Mi abuelo fue un sastre gaditano que cayó en este solar atlántico creyéndolo un reino de grandeza y de fantasía. Cuando yo lo conocí era ya histórico su juicio. Mi abuelo trabajaba en un empleo fantástico, sin tijeras y sin jabón. Un empleo de oficina postal. Era un viejecito noble, íntegro, una clara figura galdosiana. Tenía la resignación de un personaje de don Benito, y hasta el aspecto dulcemente bello parecía construido por el gran constructor humano que acaba de cerrar los ojos ciegos para siempre.

Mi abuelo era amigo de don Benito. Entonces el maestro era solo Benito, y tenía diecisiete años. Mi abuelo trabajaba cerca del colegio, único que había entonces en la ciudad. Galdós, con un libro bajo el brazo, visitaba la sastrería andaluza todos los días al pasar hacia el colegio. Cuando corrieron los años y mi abuelo no era más que una sombra de hombre, buscaba siempre el alimento de su espíritu humilde, en este sencillo y vulgar recuerdo. Mi abuelo también decía: "Benito Pérez Galdós venía diariamente a la sastrería de tu abuelo. ¡Quién lo iba a decir!" ¿Y cómo era posible que yendo todos los días a una sastrería ignorada se pudiera ser un hombre genial...?

Muchos años este recuerdo tan honroso persistió en mi casa. Nada estrenaba o publicaba Galdós que no salieran de la boca de mi abuelo las iguales palabras de siempre: "Benito, todos los días, se sentaba en una silla frente a mi mesa." Posiblemente, mi abuelo creía que toda la humanidad galdosiana salió de los cajones de su mesa de trabajo...

Hoy, al morir don Benito, el recuerdo de mi abuelo ha vuelto a surgir en mi memoria. Y es de un modo dulce, porque yo he visto alejarse de la vida al Maestro como el viejo sastre lo vio salir, antaño, todos los días para el colegio. Mi abuelo hubiera querido estar vivo hoy para poder decir con más orgullo y más dolor: "El año 18... Pérez Galdós era un muchacho que..."

Mi abuelo era el más ardoroso admirador de don Benito. Casi seguro que no leyó más que un Episodio. En realidad, la obra más interesante de Galdós fue estar sentado, silenciosamente, en la sastrería de mi abuelo... Y esto ya lo sabía él de memoria. Cuando por primera vez vi al Maestro, me presenté como nieto del sastre. Don Benito se acordaba: "¿Queda algo de él?" me preguntó. "Quedan sus barbas blancas y las tijeras que utilizan las mujeres de casa. Se acuerda de usted. Acaso se presiente en algunas de sus novelas, que no ha leído, que no ha querido leer..."

*Datos*
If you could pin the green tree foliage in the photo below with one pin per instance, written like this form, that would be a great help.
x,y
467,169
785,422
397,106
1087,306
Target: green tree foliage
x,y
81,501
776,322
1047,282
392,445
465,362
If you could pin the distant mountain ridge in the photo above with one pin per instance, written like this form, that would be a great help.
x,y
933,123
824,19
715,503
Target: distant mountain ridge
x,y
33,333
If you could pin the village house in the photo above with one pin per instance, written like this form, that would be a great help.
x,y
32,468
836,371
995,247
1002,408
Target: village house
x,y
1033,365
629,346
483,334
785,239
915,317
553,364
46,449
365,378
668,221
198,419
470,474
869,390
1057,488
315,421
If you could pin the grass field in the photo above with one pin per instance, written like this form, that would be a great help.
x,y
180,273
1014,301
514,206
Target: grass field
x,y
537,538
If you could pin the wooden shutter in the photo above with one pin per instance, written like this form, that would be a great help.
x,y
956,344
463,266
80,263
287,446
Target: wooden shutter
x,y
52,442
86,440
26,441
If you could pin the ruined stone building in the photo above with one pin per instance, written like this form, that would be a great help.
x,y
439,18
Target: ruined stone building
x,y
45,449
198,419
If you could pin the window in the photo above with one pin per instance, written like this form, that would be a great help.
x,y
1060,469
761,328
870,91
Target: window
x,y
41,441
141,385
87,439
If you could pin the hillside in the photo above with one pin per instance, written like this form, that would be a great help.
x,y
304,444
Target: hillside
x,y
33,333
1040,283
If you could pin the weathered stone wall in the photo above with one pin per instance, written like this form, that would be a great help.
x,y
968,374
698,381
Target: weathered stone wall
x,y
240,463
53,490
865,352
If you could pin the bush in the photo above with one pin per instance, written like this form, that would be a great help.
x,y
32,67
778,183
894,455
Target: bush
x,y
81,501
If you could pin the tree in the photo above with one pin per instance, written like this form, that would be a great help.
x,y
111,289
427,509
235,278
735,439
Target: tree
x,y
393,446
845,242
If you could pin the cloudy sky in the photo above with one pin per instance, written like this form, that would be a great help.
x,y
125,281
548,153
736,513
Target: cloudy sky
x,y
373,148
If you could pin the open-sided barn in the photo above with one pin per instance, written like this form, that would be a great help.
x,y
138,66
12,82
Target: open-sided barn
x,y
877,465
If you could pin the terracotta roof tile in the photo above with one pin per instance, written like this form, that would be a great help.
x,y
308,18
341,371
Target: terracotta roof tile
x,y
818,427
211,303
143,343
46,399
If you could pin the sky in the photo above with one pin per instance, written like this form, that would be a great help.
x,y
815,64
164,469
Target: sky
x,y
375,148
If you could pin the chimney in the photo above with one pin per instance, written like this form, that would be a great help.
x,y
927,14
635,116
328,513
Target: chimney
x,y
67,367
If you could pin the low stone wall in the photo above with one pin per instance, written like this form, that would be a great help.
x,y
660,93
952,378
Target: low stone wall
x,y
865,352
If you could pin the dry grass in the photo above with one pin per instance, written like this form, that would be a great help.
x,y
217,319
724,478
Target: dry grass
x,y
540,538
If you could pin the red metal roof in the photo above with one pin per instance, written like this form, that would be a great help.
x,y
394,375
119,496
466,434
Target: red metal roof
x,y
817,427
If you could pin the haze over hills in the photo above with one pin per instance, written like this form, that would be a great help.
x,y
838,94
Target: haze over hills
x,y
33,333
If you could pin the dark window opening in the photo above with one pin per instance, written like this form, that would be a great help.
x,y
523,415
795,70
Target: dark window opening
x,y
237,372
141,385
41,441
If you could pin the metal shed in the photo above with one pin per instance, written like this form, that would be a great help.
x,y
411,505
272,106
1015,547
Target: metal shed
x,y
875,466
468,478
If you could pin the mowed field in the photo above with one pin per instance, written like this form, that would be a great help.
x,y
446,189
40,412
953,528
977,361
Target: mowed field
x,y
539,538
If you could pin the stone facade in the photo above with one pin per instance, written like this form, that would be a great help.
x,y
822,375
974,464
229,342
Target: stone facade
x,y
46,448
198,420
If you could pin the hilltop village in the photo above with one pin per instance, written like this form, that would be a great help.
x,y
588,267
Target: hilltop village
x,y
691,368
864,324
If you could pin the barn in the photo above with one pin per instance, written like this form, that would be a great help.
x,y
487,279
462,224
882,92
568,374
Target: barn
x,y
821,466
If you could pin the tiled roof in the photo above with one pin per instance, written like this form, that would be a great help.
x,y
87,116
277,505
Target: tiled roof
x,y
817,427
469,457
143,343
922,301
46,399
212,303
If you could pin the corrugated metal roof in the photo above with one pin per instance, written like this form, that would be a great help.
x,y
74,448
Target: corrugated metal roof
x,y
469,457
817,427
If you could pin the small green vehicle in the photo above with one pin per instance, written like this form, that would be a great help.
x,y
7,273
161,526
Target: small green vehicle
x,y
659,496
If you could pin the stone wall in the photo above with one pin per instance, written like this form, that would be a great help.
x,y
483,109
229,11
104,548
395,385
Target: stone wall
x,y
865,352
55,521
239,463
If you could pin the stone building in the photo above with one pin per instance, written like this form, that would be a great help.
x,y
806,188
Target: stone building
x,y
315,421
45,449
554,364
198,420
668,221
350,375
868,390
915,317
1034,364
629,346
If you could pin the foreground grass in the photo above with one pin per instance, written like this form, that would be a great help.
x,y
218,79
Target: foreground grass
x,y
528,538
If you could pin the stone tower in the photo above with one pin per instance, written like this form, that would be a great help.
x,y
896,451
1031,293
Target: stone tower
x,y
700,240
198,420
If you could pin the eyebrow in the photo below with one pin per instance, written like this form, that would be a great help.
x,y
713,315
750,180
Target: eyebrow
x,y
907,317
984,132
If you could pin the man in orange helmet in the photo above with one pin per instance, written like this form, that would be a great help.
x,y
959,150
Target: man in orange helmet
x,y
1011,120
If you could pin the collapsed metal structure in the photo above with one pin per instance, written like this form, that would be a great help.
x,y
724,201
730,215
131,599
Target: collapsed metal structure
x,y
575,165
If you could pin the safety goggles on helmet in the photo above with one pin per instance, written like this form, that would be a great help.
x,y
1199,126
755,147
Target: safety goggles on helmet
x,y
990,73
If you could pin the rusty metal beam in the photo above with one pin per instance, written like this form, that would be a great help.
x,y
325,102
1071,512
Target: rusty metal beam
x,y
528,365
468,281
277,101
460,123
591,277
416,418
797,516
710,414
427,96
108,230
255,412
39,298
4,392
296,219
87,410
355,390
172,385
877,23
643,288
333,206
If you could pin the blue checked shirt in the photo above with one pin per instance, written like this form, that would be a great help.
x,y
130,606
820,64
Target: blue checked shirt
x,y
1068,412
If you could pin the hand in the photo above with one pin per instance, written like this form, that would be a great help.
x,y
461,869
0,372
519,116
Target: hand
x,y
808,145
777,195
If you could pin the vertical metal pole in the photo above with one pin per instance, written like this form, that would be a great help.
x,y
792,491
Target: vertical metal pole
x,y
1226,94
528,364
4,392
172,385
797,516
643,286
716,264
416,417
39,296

*Tareas propuestas*
A – Contesta, según el texto sobre el abuelo sastre, estas preguntas, y marca tus respuestas de la misma forma:
(i) ¿Cuántos años tenía Galdós cuando era amigo del abuelo?
(ii) ¿En qué trabajaba el abuelo cuando el narrador lo conoció?
(iii) ¿Qué queda del abuelo, según la respuesta que el narrador le dio a don Benito?
B – ¿Podrías continuar el texto sobre el abuelo sastre a partir de su última frase?
Los registros son un material independiente del texto sobre el abuelo sastre.

*Respuestas del ejercicio*
A –
(i) Tenía diecisiete años.
(ii) En un empleo de oficina postal.
(iii) Quedan sus barbas blancas y las tijeras que utilizan las mujeres de casa.

B –
Don Benito sonrió. Quizás hasta entonces no comprendió la dulzura, el calor de aquel pobre recinto, donde un hombre sencillo cortaba trajes simples a los honestos señoritos de la localidad.

Don Benito ha muerto hoy. Pero le ha faltado el duelo de mi abuelo. Otros sastres más civilizados y otros hombres que son concejales y letrados han recibido la noticia con menos dolor. Las banderas de las sociedades tienen unos crespones negros, y están izadas a media asta. Unos alcaldes han levantado sus sesiones, y unos presidentes de Recreo han dicho: "El hombre ilustre, el escritor cumbre, el novelista eminente". Han dicho: "El monumento de los Episodios, el mundo nuevo que palpita a través de las páginas." Han dicho: "Patriarca, español, estatua, perpetuar, gloria canaria." Pero no han dicho: "Amor".

Y unos periódicos pequeñitos de tamaño, han publicado unas biografías vulgares, sacadas de los diccionarios catalanes -que aquí poco sabían- y han hablado de un señor León y Castillo, que fue diplomático, si no recordamos mal, para decir que don Benito y él honraban la patria chica... ¡La patria chica! La patria pequeña, diminuta...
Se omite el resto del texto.